Mountain Pointe BJ Washington

Mountain Pointe wide receiver BJ Washington said he is back to feeling like himself after having surgery to remove an abscess from his left tonsil.

Doctors initially thought the pain and trouble swallowing and breathing Mountain Pointe wide receiver BJ Washington was having was a delayed reaction from the flu or strep throat.

The problem for Washington started Friday, Jan. 3. He was given medication in hopes of thwarting off the sleepless nights and constant pain. But when those problems persisted, there was concern of something more serious affecting his airway.

“At first, my mom (Layna Washington) had thought it was something worse,” Washington said. “I wasn’t sure because something that blocks your airway is a serious matter. I was kind of concerned in that area but I just focused on what we needed to do to get rid of it. The pain was unreal.”

More tests revealed Washington had an abscess growing on his left tonsil. Surgery was the only option for removal.

Washington underwent a short procedure Tuesday to remove the abscess. Now two days removed from the near hour-long surgery, he’s ready to get back to work and prepare for his senior season at Mountain Pointe.

“I feel 100 times better,” Washington said. “After the surgery I felt more like myself.”

Washington was part of a Pride team that struggled all year and was met by adversity early in the season. The Pride finished 1-9, one of the worst records in program history. He finished with seven catches for 112 yards and a touchdown.

The tough year resulted in the departure of coach Rich Wellbrock, who stepped down after just two seasons leading the Mountain Pointe program.

○ ○ ○ ○ ○ ○ ○

--- STUDY QUESTIONS ---
1. Copy the passage of the BJ Washington article that opens with the words containing "More tests revealed" and closes with "at Mountain Pointe.".
2. Write the next part of the BJ Washington article, continuing on from its last sentence.
The material that comes after has no connection to the BJ Washington article.

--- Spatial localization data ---

○ ○ ○ ○ ○ ○ ○

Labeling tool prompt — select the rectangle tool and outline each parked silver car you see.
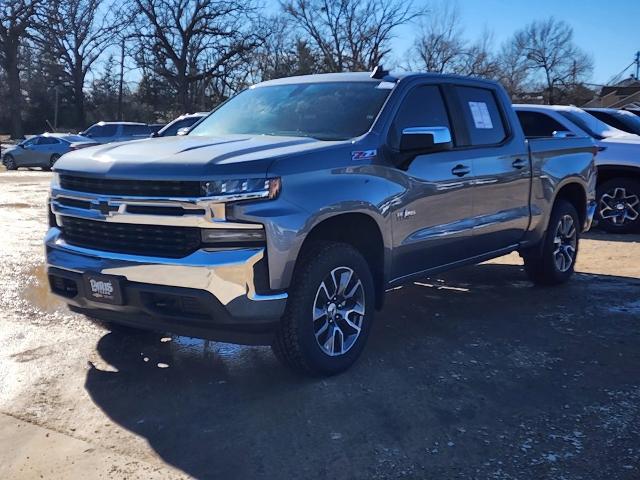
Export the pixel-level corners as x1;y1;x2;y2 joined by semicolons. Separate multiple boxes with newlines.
514;105;640;233
80;122;158;143
583;108;640;135
2;133;97;170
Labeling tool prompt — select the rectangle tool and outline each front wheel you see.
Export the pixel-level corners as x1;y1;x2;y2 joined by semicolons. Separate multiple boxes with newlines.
272;242;375;376
597;178;640;233
523;199;580;285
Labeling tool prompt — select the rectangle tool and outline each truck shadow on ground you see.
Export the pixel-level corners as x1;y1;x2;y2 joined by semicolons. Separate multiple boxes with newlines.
86;264;640;479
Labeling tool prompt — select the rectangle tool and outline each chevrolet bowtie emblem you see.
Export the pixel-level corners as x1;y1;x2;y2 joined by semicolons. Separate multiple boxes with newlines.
91;200;119;217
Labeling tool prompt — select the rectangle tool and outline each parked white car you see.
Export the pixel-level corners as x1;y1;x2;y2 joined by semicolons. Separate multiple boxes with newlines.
514;105;640;233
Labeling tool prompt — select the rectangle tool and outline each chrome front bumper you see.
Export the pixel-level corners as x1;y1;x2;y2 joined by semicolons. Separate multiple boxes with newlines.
45;227;287;336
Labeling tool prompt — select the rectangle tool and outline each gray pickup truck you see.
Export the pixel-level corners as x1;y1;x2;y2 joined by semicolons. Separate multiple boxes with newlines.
45;68;596;375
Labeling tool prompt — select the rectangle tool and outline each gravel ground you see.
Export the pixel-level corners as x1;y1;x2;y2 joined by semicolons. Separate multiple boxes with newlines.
0;170;640;480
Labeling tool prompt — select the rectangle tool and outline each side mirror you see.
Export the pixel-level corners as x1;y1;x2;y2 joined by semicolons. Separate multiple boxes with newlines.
400;127;453;153
553;130;576;138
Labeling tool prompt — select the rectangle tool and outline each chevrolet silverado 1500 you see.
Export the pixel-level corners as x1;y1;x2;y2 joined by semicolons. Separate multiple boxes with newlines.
45;68;596;375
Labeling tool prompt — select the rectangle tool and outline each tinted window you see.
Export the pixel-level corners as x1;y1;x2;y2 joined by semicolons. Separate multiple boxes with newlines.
38;137;60;145
587;110;640;135
456;87;507;145
558;112;625;140
389;85;451;147
159;117;202;137
84;125;118;137
588;110;626;130
122;125;151;135
189;81;391;140
516;112;567;138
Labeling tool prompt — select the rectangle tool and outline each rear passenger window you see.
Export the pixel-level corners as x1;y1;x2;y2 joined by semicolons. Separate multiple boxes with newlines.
516;111;567;138
456;87;507;145
389;85;453;147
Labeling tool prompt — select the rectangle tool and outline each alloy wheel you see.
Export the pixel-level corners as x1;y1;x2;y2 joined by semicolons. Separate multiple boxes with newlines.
553;215;578;272
312;267;365;357
599;187;640;226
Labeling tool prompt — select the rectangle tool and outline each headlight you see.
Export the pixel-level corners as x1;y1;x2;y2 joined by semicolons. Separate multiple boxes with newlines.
201;228;265;247
201;178;280;201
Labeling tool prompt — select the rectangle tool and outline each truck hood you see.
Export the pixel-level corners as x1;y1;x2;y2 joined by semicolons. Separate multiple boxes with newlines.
54;135;348;180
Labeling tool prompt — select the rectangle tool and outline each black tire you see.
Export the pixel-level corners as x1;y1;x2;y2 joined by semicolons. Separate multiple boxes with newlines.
596;177;640;233
272;242;375;376
46;153;60;170
3;153;18;170
522;199;581;285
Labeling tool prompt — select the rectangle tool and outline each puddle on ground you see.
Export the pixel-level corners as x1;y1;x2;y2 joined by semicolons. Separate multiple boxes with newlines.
22;263;65;312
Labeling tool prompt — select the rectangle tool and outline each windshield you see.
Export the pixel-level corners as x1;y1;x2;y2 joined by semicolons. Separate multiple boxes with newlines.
189;82;390;140
559;109;627;140
158;117;202;137
60;135;91;142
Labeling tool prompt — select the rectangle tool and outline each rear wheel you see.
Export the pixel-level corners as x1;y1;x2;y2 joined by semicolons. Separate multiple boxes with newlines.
597;177;640;233
4;153;18;170
523;199;580;285
272;242;374;376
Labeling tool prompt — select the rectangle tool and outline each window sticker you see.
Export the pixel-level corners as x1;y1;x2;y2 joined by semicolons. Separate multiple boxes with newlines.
469;102;493;129
376;82;396;90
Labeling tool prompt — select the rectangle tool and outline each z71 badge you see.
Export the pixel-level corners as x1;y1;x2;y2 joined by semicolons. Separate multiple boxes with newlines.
351;150;377;160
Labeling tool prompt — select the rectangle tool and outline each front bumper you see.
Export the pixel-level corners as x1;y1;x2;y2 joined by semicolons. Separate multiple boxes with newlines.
45;227;287;344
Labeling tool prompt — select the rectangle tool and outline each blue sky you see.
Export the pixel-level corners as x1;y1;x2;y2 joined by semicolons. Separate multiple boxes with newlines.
394;0;640;83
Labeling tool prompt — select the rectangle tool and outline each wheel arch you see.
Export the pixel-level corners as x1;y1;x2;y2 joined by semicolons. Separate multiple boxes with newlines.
552;181;587;231
296;212;387;309
597;165;640;185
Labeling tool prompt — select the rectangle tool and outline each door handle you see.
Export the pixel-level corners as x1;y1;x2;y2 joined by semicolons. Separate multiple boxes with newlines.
451;164;471;177
511;158;527;170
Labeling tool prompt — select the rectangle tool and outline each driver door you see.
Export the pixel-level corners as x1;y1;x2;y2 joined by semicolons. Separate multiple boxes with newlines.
388;84;473;279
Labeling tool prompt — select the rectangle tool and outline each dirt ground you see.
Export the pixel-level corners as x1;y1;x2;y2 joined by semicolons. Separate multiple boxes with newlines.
0;171;640;480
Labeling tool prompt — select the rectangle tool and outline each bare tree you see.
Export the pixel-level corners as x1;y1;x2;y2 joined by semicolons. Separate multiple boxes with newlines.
281;0;424;72
412;4;466;73
252;15;319;81
513;17;593;104
134;0;266;111
0;0;40;138
497;41;529;101
39;0;123;126
410;4;499;78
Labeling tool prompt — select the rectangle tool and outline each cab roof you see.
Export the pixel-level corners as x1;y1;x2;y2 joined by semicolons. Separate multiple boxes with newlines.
252;72;496;88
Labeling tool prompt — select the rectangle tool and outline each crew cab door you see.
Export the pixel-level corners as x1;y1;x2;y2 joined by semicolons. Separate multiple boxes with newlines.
453;85;531;255
387;84;473;279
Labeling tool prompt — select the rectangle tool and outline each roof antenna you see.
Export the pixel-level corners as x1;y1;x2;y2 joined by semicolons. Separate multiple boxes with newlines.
369;65;389;80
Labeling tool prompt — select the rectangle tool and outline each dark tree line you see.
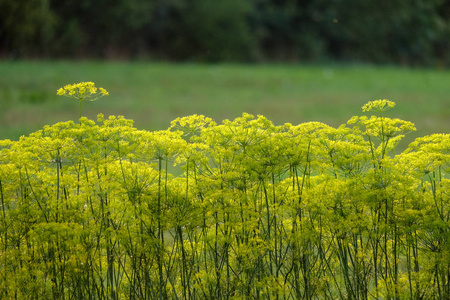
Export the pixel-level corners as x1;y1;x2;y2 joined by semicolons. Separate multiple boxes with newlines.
0;0;450;66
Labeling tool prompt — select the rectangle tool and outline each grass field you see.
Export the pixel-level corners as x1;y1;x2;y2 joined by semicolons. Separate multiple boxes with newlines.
0;61;450;149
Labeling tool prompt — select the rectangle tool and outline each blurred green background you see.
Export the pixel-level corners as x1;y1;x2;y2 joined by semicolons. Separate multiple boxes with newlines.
0;0;450;148
0;0;450;66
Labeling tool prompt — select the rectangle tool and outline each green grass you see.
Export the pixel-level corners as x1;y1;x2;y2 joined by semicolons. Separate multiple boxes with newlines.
0;61;450;148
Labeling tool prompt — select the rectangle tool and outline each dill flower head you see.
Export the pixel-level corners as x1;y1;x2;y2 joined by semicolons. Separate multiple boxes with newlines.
362;99;395;112
56;81;109;101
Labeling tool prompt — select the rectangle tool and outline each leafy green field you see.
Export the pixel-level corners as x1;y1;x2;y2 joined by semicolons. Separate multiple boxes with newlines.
0;61;450;146
0;100;450;300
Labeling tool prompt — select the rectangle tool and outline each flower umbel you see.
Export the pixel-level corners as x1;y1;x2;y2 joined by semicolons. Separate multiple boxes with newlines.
56;81;109;118
362;99;395;112
56;81;109;101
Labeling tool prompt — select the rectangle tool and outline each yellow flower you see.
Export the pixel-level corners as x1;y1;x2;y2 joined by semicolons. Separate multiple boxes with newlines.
56;81;109;101
362;99;395;112
56;81;109;118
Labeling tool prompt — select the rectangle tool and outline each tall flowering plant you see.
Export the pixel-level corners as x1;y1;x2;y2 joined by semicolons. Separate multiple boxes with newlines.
56;81;109;118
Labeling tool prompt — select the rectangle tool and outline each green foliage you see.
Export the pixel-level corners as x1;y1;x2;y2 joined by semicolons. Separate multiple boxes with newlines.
0;100;450;299
0;0;450;67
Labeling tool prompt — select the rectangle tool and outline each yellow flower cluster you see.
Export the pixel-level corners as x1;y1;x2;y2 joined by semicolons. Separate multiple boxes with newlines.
56;81;109;101
362;99;395;112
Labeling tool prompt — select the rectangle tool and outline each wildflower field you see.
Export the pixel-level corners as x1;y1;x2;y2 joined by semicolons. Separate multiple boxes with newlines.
0;83;450;299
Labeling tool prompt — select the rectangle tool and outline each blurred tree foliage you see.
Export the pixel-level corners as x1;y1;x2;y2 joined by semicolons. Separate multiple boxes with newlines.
0;0;450;66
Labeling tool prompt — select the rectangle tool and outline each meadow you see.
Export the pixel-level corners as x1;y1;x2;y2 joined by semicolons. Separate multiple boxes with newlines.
0;62;450;300
0;61;450;148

○ ○ ○ ○ ○ ○ ○

--- REPLIES ---
1.
More tests revealed Washington had an abscess growing on his left tonsil. Surgery was the only option for removal.

Washington underwent a short procedure Tuesday to remove the abscess. Now two days removed from the near hour-long surgery, he’s ready to get back to work and prepare for his senior season at Mountain Pointe.

2.
Aaron Frana, Mountain Pointe’s athletic director, took steps toward reopening the door to the Pride’s dominant past by hiring former Marcos de Niza coach Eric Lauer.

Before taking over the Padres in 2017, Lauer was the top assistant under former Mountain Pointe coach Norris Vaughan, who led the Pride to their only state title in 2013. Lauer also coached under the late Karl Kiefer, who started the Mountain Pointe program, and Phil Abbadessa, Kiefer’s successor.

“Coach Lauer is a real good guy,” said Washington, whose brother, Isaiah Anderson, played under Lauer. “I feel he can and he will put Mountain Pointe back in the spotlight. I feel like he has what it takes to do that.”

Washington and the rest of the Pride football program have begun workouts with Lauer in the school’s weight room. He said there is a different mindset surrounding each player as they work toward turning around the program and return to its winning ways.

“I’m ready to get back into it,” Washington said. “It’s my senior year, it’s time to make a big statement. I’ve never been so eager to get back on the field.”